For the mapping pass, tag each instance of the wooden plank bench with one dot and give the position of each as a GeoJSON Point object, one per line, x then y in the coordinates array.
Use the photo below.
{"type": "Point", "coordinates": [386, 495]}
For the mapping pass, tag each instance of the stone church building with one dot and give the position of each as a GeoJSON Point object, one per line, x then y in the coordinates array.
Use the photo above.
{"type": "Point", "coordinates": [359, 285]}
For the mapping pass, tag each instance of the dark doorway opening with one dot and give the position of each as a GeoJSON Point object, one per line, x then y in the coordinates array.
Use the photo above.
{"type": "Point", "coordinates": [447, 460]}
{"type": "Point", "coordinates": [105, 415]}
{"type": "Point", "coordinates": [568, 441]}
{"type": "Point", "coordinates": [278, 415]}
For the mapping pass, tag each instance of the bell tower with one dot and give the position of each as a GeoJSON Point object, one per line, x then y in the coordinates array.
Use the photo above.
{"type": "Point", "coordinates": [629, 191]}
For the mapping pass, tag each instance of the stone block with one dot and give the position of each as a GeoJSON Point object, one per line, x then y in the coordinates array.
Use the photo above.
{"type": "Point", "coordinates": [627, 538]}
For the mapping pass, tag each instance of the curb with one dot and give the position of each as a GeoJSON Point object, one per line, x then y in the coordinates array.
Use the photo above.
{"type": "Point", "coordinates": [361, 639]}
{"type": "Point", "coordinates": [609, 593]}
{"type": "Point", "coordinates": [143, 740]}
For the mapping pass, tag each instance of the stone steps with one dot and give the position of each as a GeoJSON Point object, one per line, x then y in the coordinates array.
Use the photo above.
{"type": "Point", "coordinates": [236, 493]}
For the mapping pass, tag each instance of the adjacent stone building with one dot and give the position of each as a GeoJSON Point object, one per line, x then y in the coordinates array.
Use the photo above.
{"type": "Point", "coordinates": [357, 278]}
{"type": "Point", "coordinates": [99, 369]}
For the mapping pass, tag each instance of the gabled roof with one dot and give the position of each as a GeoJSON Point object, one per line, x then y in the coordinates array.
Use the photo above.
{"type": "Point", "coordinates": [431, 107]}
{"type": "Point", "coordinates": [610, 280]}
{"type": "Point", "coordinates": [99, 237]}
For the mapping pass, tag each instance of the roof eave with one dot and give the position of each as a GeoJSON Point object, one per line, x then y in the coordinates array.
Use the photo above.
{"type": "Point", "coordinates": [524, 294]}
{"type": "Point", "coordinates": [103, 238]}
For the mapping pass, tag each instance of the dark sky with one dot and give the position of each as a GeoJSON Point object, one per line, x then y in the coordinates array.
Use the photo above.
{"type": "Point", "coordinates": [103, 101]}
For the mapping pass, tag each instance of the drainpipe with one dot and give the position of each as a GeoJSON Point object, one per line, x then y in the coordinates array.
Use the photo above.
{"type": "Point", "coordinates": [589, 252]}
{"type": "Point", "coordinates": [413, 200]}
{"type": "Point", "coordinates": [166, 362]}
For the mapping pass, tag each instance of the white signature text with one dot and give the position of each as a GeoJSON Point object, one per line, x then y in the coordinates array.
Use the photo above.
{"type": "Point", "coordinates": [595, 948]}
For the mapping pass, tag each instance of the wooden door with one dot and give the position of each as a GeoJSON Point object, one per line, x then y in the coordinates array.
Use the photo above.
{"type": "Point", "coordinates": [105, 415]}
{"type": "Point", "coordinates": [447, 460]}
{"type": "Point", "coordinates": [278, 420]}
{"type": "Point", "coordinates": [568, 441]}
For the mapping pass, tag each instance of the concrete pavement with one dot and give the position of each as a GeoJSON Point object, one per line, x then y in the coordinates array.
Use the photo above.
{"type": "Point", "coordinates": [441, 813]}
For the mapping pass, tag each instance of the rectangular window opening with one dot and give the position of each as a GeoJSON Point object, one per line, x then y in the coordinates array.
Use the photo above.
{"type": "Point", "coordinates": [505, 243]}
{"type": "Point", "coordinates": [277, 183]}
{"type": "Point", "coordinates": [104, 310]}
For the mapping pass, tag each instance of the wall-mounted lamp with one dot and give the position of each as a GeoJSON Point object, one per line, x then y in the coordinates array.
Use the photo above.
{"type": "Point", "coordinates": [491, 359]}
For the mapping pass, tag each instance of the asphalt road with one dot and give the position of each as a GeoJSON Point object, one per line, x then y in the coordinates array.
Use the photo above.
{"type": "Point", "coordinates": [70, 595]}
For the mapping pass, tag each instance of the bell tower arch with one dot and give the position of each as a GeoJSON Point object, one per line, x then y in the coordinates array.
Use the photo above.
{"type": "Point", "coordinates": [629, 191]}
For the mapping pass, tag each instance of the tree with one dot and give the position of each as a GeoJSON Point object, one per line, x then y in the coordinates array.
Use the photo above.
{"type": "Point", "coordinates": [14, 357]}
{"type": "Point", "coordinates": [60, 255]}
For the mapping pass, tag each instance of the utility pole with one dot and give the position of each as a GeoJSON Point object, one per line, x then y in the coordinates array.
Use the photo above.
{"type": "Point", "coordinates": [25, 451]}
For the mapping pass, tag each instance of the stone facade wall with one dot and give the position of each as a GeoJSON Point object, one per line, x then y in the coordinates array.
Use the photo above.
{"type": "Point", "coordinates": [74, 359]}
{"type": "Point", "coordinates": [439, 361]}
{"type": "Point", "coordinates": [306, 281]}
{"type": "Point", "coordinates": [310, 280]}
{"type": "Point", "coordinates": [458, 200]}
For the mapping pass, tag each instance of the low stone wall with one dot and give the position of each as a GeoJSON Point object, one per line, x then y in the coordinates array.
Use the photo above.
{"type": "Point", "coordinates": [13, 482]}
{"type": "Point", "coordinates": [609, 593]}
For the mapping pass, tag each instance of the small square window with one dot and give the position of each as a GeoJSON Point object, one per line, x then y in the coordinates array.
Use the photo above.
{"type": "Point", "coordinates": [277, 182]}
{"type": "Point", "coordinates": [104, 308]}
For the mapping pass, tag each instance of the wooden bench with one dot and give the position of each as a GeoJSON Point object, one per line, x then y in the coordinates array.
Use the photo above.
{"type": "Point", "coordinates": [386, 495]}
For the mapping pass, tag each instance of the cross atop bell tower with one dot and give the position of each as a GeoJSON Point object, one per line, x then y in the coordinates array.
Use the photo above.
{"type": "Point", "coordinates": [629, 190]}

WHAT NEEDS TO BE DONE
Copy out, word for word, the rows from the line containing "For the mapping pass, tag each instance of the wooden bench" through the end of the rows, including both ends.

TASK RESPONSE
For the mapping pass, tag each instance of the wooden bench with one dot and give the position of each as a GeoJSON Point object, one per line, x then y in the coordinates array.
Use the photo above.
{"type": "Point", "coordinates": [386, 495]}
For the mapping pass, tag each instance of the cross atop bell tower with one dot and give the position of each as a GeoJSON Point object, one per line, x then y in the coordinates array.
Use the photo above.
{"type": "Point", "coordinates": [629, 190]}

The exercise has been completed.